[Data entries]
^^^^^^^^^^^^^^^^

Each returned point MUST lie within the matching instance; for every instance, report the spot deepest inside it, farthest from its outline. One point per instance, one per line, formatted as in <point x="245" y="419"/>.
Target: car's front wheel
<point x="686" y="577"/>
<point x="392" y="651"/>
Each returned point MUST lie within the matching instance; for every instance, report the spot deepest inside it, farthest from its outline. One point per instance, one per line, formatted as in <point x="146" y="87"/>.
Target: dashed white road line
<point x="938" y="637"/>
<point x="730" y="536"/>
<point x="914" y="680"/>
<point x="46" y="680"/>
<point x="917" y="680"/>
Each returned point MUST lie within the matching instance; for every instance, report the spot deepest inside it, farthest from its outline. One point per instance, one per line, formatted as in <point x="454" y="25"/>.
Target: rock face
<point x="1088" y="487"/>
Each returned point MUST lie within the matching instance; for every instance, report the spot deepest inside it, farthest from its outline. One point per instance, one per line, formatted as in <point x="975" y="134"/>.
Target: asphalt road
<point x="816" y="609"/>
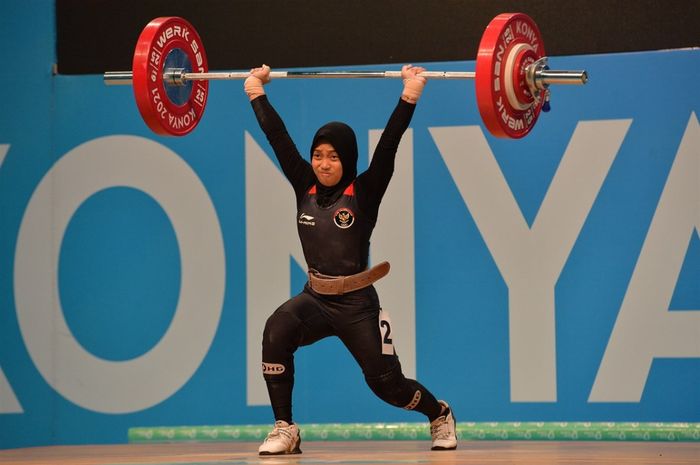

^^^^^^^^^^^^^^^^

Required work
Write out the entries again, switching "outline" to "boundary" wherever it occurs and keeping everything else the same. Leave out the pictures.

Response to the exercise
Each returned point MUST lie within the matching instance; for every instance, report the spot deepest inside it, farthest from its boundary. One point per instance, one per line, formatted as in <point x="245" y="419"/>.
Target: car's front wheel
<point x="686" y="577"/>
<point x="392" y="651"/>
Each returned point MUST lie within the matching instance; for every instance, report the spot deepest inside it, farthest from its boundary. One point per instance, one per line, formatted as in <point x="146" y="87"/>.
Target: dashed white road line
<point x="938" y="637"/>
<point x="730" y="536"/>
<point x="914" y="680"/>
<point x="46" y="680"/>
<point x="917" y="680"/>
Each returned point MUST lie within the matching instance; for every instance, report the spot deepest inside it, farthest from its boundary. One point per instance, one per line, formatted as in <point x="454" y="25"/>.
Target: rock face
<point x="1088" y="487"/>
Each returned point MUST lie within the matching instance; for every instance, report the spot deepest inside it, farthest from its boundary. One point per instance, one per line, formatted as in <point x="975" y="134"/>.
Target: asphalt road
<point x="816" y="609"/>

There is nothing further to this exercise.